:: Information

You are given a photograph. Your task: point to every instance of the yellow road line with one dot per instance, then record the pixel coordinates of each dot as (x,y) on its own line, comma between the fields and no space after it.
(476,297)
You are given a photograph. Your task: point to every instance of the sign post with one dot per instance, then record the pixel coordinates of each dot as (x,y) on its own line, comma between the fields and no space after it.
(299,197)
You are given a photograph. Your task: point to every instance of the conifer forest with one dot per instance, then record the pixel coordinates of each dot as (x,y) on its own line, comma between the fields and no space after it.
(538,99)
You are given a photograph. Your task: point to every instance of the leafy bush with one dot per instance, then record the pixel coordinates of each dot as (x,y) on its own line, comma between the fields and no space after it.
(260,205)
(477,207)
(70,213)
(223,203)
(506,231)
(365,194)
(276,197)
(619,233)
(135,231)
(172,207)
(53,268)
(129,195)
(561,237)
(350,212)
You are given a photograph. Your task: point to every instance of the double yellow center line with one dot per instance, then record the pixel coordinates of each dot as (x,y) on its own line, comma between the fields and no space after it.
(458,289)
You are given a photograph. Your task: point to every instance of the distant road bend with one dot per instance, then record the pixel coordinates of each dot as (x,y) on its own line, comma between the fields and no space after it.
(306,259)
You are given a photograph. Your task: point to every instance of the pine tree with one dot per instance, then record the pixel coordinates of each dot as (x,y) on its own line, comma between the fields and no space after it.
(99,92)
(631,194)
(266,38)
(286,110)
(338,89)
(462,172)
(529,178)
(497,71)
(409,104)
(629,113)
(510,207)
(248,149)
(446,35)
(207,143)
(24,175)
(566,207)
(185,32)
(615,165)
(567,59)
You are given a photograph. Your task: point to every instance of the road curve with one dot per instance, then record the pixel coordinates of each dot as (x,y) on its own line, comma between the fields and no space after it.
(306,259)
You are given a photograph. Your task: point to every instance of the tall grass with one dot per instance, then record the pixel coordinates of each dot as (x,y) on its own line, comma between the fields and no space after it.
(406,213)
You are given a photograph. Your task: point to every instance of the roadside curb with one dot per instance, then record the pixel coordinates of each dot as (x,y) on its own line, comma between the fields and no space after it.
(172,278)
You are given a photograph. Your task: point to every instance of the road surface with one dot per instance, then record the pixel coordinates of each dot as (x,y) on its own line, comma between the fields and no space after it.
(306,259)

::::

** What you should do **
Start to finish, restate the records above word for word.

** Answer space **
You are given a photograph. Your task: point to every instance of the yellow road line with one dot per instance, then record the pixel coordinates of each dot as (x,y) on its own line, comma between the fields and no space after it.
(476,297)
You are given a photograph. Your task: point to every instance of the sign post with one dot per instance, then record the pixel coordinates of each dot as (x,y) on its own line, comma between the fields and no space after it.
(299,197)
You are given a photograph. Your task: point to every instance of the conifer forest with one dot per instance, then record the pixel coordinates of each dot as (x,y) on its own line, comma between the fields and no space after it.
(538,99)
You are given a photograph. Your task: point to every instance of the leafy bush with one dot per instance, then record the pixel coordinates of each dot as (x,y) on its own line, comma between the fields and no space after it.
(260,205)
(477,207)
(70,213)
(223,203)
(506,231)
(365,194)
(276,197)
(619,233)
(135,231)
(172,207)
(53,268)
(129,195)
(561,237)
(350,212)
You are given a photograph. Your task: point to every instance of the double yellow center line with one dot per instance, then record the pixel coordinates of each dot as (x,y) on its own line, comma between the fields and no space after it.
(458,289)
You are given a photograph. Your task: point to every instance of the distant road bend with one dot per instance, then record the pixel coordinates of each dot as (x,y) on its own line, comma between the fields and no space after it.
(306,259)
You are given a photograph. Your task: point to every instance of the pine tree with one dot per instance, then record the pixel coordinates of each dot as (x,y) on its own line, comma between the fields and no space after it.
(99,92)
(631,194)
(266,38)
(286,110)
(338,89)
(462,172)
(529,178)
(497,71)
(409,104)
(629,113)
(510,207)
(248,149)
(446,35)
(207,143)
(24,175)
(566,207)
(185,32)
(615,165)
(567,59)
You are given a photograph. Your task: point to every instance of the road curve with one dot per instance, then record the pixel coordinates of each dot as (x,y) on its own line, comma between the fields and no space after it.
(306,259)
You are given a photograph. Your task: point to every instance of the tall grass with one dot per instance, then record the pixel coordinates of each dot as (x,y) on its own line, comma between the fields and no space after it.
(406,213)
You are given a photograph. Your task: point to every instance of the roadside curb with one dot per instance, then record the pixel coordinates of each dot as (x,y) on its own line, comma between the fields and no space after it.
(172,278)
You are given a photograph. Your task: point to every instance of the road surface with one dot per instance, then record the pixel coordinates of each dot as (x,y) on its own line, comma between the fields and no space after it.
(306,259)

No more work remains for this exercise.